Extract the complete data exactly as given.

========

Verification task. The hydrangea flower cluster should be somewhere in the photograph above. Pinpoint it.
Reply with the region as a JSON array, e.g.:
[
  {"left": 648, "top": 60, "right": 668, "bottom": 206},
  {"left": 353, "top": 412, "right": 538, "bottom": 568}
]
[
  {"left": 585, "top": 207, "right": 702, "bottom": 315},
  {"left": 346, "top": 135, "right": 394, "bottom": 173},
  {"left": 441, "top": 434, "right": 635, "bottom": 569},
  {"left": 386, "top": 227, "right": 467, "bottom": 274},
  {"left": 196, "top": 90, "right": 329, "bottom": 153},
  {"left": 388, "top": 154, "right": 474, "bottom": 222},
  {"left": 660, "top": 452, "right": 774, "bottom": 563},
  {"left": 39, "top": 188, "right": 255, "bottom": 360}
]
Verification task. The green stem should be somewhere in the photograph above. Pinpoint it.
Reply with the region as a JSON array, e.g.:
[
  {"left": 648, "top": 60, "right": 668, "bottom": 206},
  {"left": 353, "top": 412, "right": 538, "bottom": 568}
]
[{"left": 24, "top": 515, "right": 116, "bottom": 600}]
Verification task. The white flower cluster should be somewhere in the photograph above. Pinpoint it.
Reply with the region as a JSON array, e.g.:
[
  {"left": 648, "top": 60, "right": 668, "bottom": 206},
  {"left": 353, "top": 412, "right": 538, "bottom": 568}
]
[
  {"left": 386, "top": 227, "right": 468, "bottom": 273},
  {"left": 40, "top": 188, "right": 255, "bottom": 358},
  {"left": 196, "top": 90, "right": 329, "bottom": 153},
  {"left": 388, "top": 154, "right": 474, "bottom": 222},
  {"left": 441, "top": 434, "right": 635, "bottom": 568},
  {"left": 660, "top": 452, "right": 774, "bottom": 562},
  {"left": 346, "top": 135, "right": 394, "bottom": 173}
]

========

### [Full answer]
Verification task. The hydrangea flower cluster should be somewhere in the photograph above. Pinpoint it.
Reply with the region as a JSON array, e.g.:
[
  {"left": 648, "top": 60, "right": 668, "bottom": 206},
  {"left": 353, "top": 412, "right": 538, "bottom": 568}
]
[
  {"left": 585, "top": 207, "right": 702, "bottom": 315},
  {"left": 346, "top": 135, "right": 394, "bottom": 173},
  {"left": 441, "top": 434, "right": 635, "bottom": 569},
  {"left": 386, "top": 227, "right": 467, "bottom": 274},
  {"left": 196, "top": 90, "right": 329, "bottom": 153},
  {"left": 388, "top": 154, "right": 474, "bottom": 222},
  {"left": 660, "top": 452, "right": 774, "bottom": 563},
  {"left": 39, "top": 188, "right": 255, "bottom": 360}
]
Verification task. The green stem should be somewhere in the photograph above. Pinpoint it.
Reply with the region as a JSON array, e.g.:
[
  {"left": 648, "top": 60, "right": 668, "bottom": 206},
  {"left": 353, "top": 412, "right": 538, "bottom": 568}
]
[{"left": 24, "top": 515, "right": 116, "bottom": 600}]
Verification task. The white flower cluster should be somewhere in the photograph above. Pinpoint it.
Reply with the region as a JSON array, e.g.:
[
  {"left": 648, "top": 60, "right": 668, "bottom": 206},
  {"left": 353, "top": 412, "right": 538, "bottom": 568}
]
[
  {"left": 386, "top": 227, "right": 468, "bottom": 273},
  {"left": 40, "top": 188, "right": 255, "bottom": 358},
  {"left": 196, "top": 90, "right": 329, "bottom": 153},
  {"left": 388, "top": 154, "right": 474, "bottom": 222},
  {"left": 441, "top": 434, "right": 635, "bottom": 568},
  {"left": 660, "top": 452, "right": 774, "bottom": 562},
  {"left": 346, "top": 135, "right": 394, "bottom": 173}
]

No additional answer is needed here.